**Task set**
1) Return the passage of the Lance Armstrong doping article starting with "It was quite" and going on through "out of everybody.", copied word for word.
2) Condense the paragraph of the Lance Armstrong doping article that begins "It was quite a life" into two sentences, keeping its main facts.

**Page excerpt**
Did Lance Armstrong Dope his Way into Sports History?
Sponsored adThis sponsor paid to have this advertisement placed in this section.
In the 2004 Olympics, Tyler Hamilton was a gold medalist in cycling. And according to Tyler, when riders on the United States Postal Service cycling team needed some human growth hormone, or a blood booster, they knew who they could turn to: Team leader Lance Armstrong. In Sunday’s 60 Minutes on CBS, Hamilton said that he had “reached out” to Armstrong when in need of the blood-booster EPO, and that Armstrong “helped me out.” The system was quiet, sneaky, and misleading; a world of secret codes and furtive phone messages, according to the New York Times. “It was an illegal doping product,” said Hamilton, “but he helped out a friend…. I would have done the same thing for Lance.” U.S. cyclist Floyd Landis also reportedly admitted using performance-enhancing drugs, and implicated Armstrong. Thus continues a raging sports argument that began back in 2002 with a New Yorker article about Armstrong, in which Michael Specter basically suggested that either Armstrong was a biological freak of nature, or he took drugs. Lance Armstrong, cyclist, cancer survivor, All Time Tour of Everything Champion for as long as anyone can remember, is now allegedly under federal investigation for a laundry list of crimes having to do with performance-enhancing drugs, including fraud, conspiracy, and money laundering. Hamilton, currently under suspension for doping, “voluntarily surrendered his Olympic gold medal to the United States Anti-Doping Agency last week,” the Times disclosed.
It was quite a life as one of the “A-team guys” in international cycling, to hear Hamilton tell it in the Times: “On another occasion, he said, he accompanied Armstrong on a private jet to Spain, where he, Armstrong and another teammate had their blood extracted for reinfusion 10 days before the 2000 Tour de France.” It begins to look increasingly like the time has come to consider legalizing those performance-enhancing drugs that actually work, and concentrating on their safe use, rather than continuing the cat-and-mouse game of biotechnology that, so far, seems to make liars out of everybody.

[Data items]

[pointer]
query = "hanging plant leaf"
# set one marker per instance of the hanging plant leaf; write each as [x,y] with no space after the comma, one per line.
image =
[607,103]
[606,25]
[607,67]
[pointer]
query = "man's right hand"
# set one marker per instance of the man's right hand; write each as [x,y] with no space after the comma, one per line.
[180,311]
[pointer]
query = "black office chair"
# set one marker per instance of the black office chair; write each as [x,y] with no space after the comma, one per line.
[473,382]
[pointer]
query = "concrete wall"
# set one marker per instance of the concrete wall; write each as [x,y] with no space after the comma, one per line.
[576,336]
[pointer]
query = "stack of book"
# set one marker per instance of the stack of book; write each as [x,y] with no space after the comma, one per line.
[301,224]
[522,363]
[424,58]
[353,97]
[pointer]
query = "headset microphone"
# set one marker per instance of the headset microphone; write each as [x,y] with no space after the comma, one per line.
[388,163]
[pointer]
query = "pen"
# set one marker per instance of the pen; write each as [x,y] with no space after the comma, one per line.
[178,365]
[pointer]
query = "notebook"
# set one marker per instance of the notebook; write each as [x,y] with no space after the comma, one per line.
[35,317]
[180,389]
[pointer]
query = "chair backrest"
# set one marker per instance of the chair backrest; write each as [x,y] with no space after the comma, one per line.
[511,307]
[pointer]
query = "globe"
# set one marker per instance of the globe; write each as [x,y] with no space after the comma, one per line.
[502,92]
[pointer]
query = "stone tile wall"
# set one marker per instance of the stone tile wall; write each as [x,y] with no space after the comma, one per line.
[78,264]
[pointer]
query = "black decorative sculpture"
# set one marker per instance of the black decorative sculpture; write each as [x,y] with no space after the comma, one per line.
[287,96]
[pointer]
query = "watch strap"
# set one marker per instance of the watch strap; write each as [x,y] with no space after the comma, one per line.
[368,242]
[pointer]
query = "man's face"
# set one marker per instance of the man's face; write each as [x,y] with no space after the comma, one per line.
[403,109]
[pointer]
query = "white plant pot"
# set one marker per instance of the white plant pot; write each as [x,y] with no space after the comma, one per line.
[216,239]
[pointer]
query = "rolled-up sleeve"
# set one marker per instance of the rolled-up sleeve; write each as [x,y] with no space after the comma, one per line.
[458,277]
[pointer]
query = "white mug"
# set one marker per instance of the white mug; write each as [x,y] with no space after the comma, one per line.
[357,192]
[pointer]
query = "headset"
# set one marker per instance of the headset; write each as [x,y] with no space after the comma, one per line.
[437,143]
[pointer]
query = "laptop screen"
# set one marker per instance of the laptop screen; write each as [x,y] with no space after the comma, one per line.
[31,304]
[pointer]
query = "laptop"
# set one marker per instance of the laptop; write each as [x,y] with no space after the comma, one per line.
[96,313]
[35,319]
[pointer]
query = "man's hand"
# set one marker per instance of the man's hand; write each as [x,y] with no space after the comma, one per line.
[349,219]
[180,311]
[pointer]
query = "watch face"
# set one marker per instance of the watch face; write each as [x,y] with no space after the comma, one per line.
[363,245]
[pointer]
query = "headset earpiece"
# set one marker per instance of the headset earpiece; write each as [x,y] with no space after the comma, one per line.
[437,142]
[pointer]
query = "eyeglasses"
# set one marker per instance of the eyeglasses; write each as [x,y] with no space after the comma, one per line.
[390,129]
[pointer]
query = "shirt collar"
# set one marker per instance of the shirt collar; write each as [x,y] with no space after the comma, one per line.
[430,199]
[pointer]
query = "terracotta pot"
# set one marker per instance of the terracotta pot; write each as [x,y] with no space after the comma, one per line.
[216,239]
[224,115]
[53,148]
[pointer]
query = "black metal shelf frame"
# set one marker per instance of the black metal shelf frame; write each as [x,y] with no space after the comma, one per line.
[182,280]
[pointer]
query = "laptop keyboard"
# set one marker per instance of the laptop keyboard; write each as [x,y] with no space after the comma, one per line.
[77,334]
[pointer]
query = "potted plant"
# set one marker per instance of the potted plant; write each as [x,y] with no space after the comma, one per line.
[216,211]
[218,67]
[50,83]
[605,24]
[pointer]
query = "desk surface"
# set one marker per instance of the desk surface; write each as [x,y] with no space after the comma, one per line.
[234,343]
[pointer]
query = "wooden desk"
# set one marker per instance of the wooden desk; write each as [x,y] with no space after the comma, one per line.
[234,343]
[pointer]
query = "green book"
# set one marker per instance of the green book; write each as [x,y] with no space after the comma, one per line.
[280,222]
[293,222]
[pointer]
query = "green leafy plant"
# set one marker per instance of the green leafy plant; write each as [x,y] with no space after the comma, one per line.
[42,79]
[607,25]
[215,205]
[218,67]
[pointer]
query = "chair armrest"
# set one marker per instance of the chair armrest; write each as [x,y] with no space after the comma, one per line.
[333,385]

**Task-by-task outputs**
1)
It was quite a life as one of the “A-team guys” in international cycling, to hear Hamilton tell it in the Times: “On another occasion, he said, he accompanied Armstrong on a private jet to Spain, where he, Armstrong and another teammate had their blood extracted for reinfusion 10 days before the 2000 Tour de France.” It begins to look increasingly like the time has come to consider legalizing those performance-enhancing drugs that actually work, and concentrating on their safe use, rather than continuing the cat-and-mouse game of biotechnology that, so far, seems to make liars out of everybody.

2) Hamilton told the Times that, as one of the "A-team guys," he flew with Armstrong on a private jet to Spain, where he, Armstrong and another teammate had blood extracted for reinfusion 10 days before the 2000 Tour de France. The article suggests it may be time to consider legalizing performance-enhancing drugs that actually work and focusing on their safe use, instead of continuing a cat-and-mouse game of biotechnology that seems to make liars out of everybody.